Springtime means its my 4th Long Covid anniversary.
Nothing is enough to help you understand if you don't want to - and if you know, I don't need to say. But it still all deserves witnessing. So here's what my anniversary means today.
It’s Spring again - which means it’s my Long Covid anniversary.
This day 4 years ago I went to bed with a blinding headache, mild cough and flu-like tiredness.
We knew it might be covid - for me and the colleagues that fell ill too.
We’d facilitated a busy closed-door workshop for many hours in Central London, right on the Thames.
March 10th, 2020.
(On that day, the idea that the UK would actually ‘lock down’ was still wild - unreal.)
That day now marks a before/after moment.
To quote Emily Bazalgette: “One day I got ill - and then I just never got better.”
Over a matter of weeks, I swear my body aged at least 4 decades.
For 18+ months, I woke without the energy to lift my legs from the bed.
At all, on a bad day.
Via a looping, white-lie pep talk on the rest.

> [PROBLEMS AND TASKS]:
A. In the Long Covid text, on what date did the workshop take place?
B. Translate this sentence from the Long Covid text into Spanish: "That day now marks a before/after moment."
C. Continue the Long Covid text past its final line.
The items after this point come from a separate source.

> [RAW DATA]:
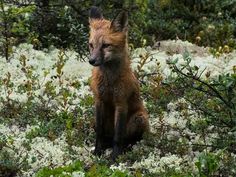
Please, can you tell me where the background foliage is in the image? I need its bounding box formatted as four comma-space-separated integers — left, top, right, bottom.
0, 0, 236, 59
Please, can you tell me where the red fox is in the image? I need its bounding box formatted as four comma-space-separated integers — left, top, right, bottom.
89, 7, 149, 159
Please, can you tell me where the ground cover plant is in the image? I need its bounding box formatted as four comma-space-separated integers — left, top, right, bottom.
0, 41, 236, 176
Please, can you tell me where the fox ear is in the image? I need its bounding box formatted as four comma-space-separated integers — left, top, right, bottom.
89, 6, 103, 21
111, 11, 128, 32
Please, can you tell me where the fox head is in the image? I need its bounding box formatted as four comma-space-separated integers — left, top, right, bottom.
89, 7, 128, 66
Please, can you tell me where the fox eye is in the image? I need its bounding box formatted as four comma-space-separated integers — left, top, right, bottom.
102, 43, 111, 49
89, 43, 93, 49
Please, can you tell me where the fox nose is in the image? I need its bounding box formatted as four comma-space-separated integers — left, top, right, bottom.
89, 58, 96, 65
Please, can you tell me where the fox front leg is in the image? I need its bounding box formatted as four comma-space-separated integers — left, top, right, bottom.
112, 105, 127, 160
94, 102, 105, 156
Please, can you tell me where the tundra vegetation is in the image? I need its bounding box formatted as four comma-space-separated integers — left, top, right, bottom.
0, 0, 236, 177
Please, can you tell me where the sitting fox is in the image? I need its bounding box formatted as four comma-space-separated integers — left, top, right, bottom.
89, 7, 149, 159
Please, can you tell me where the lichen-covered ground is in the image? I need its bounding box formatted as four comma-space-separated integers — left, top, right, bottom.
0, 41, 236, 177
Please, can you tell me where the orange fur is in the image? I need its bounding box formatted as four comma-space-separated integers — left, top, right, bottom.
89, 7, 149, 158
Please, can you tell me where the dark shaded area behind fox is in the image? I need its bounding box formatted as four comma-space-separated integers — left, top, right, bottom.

> [ANSWERS FOR THIS EXERCISE]:
A. March 10th, 2020.

B. Ese día marca ahora un momento de antes y después.

C.
(you can do this, Caitlin. and you have to).
Every fell felt shifted/altered/changed.
I felt so ill and broken.
I came to viscerally understand the meaning of ‘frailty’, ‘fatigue’, ‘vulnerable.’
Found out what my brain and tissue felt like under the influence of continual, sustained damage.
Who loved me when I was whittled down to my core and so much more in need - and who did not.
Mastered the endless calculation of the exact energy toll of every action - counted in minutes, seconds, footsteps. 1000 steps a day on a good day.
Carefully meted to cover kids, bathroom, stairs, survival.
Began living the truth of how scary ‘support systems’ and health services become when you stop being simple for them.
How mean, petty, judgmental and harmful.
The public services I’ve worked with often talk about the people that ‘fall through the cracks’.
Those services are often designed and run by people that don’t understand there are no ‘cracks’ to fall through.
There are chasms. Deep and Angry.
In academic papers, or the mouths of ‘service providers’, that ‘fall through the cracks’ sounds so soft.
(An accident; a gradual slump floor-ward; a sad stumble - from the land of ‘designed for’ services to ‘less well supported’)
But it felt much more like a giant, violent push off the cliff - into jagged, wracked, imposed invisibility.
The (immediate, seemingly irreversible) dissolution of my credibility shocked me.
The binary light switch: from ‘valued patient’ to ‘waste of my fucking time.’
To be fair: #notalldoctors were awful. Some were just confused - blank - dismissive.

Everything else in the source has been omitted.